◆ What is required: Extract every line from the one containing "Objective — one point per instance of the white water" through the end of the records below, inclusive, and repeat them unchanged.

### Data provided ###

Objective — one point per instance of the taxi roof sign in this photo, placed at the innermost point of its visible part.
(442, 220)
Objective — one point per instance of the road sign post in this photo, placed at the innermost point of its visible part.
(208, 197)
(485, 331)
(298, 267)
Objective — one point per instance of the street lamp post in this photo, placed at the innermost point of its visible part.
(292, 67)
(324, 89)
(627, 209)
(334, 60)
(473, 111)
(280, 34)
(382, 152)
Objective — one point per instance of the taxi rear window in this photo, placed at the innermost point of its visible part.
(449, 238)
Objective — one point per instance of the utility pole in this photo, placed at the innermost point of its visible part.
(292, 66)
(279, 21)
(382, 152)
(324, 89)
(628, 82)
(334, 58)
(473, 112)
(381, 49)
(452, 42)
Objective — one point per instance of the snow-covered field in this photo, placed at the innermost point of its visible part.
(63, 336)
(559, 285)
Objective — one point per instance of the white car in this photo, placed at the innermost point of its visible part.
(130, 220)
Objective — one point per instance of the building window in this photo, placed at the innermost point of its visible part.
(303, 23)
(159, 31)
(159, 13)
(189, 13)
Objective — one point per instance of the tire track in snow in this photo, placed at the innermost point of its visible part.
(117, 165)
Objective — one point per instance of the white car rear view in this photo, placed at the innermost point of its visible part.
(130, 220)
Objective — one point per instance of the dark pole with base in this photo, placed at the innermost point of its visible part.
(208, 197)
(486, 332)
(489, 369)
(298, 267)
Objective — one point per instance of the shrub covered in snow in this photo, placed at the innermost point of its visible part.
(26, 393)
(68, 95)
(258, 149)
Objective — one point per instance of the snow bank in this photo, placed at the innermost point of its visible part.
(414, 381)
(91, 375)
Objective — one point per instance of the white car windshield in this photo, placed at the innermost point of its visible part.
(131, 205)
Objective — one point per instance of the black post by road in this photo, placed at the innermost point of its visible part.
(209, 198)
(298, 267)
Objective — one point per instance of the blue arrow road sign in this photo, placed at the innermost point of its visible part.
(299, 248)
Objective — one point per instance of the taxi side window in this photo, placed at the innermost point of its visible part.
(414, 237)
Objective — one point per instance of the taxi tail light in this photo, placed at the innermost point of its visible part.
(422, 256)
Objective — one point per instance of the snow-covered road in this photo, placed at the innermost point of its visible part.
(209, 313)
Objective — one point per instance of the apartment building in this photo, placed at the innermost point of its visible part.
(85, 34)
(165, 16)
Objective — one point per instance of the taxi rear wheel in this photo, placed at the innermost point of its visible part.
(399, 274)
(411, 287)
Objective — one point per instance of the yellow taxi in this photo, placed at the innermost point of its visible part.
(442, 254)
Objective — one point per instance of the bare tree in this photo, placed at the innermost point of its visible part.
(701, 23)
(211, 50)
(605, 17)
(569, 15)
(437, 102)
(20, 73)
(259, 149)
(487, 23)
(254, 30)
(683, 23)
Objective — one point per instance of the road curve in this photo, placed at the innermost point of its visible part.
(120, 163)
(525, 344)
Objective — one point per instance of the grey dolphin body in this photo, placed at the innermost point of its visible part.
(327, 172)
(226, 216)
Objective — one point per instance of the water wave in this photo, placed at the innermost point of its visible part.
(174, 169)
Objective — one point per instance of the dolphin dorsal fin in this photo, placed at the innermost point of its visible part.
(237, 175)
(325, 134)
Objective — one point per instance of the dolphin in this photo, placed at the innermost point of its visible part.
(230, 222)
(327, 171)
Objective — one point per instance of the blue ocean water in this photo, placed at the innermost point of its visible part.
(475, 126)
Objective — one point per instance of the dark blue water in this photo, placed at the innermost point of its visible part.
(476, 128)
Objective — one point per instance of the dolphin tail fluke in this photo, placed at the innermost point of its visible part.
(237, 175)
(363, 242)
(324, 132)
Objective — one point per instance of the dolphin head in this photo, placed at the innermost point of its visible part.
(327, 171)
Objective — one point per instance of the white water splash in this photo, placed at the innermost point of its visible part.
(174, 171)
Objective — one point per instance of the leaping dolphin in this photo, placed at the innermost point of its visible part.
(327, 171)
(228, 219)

###

◆ Correct output:
Objective — one point per instance of the white water splash in this photo, placed at the innermost point of its visible part.
(174, 171)
Objective — one point per instance of the leaping dolphin in this photo, placed at the innermost point of its visible part.
(327, 171)
(228, 219)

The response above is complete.